— Begin INPUT MATERIAL —
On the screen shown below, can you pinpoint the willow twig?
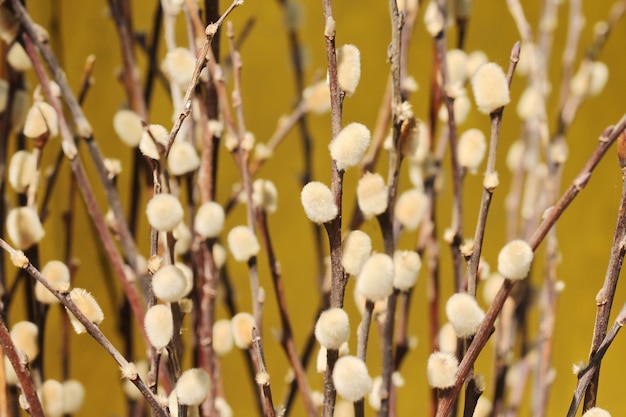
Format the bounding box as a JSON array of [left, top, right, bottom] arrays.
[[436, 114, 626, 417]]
— End INPUT MATERIAL —
— Begin INPUT MATERIAL —
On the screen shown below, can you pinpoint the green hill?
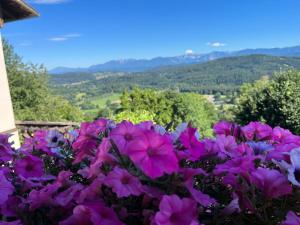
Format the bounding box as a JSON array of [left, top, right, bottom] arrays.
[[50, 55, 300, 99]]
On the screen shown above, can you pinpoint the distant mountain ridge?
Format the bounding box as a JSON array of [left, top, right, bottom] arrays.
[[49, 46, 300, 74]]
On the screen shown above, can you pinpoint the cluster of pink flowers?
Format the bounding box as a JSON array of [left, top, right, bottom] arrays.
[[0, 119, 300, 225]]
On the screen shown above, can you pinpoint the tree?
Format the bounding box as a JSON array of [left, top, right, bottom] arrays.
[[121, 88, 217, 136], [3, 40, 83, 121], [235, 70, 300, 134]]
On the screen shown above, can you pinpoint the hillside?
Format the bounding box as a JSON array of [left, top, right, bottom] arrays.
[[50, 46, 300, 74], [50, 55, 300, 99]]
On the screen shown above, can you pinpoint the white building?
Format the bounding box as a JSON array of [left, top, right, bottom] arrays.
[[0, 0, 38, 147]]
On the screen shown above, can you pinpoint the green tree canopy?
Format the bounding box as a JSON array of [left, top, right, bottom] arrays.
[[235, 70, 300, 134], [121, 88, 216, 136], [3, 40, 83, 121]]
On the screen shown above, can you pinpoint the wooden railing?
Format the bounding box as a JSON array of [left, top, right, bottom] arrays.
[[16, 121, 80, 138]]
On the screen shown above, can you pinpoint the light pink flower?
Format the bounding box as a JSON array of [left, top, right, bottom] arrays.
— End INPUT MATERIAL —
### YOUR INSTRUCTIONS
Arrange the data from the line with "On the screen shown below, can you pinpoint the willow" up to and including the line with "[[436, 114, 626, 417]]" as a numbered list, omitting blank lines and the picture.

### FINISHED TASK
1. On the screen shown below, can you pinpoint the willow twig?
2. Format the bounding box as a JSON array of [left, top, right, bottom] arrays.
3. [[436, 114, 626, 417]]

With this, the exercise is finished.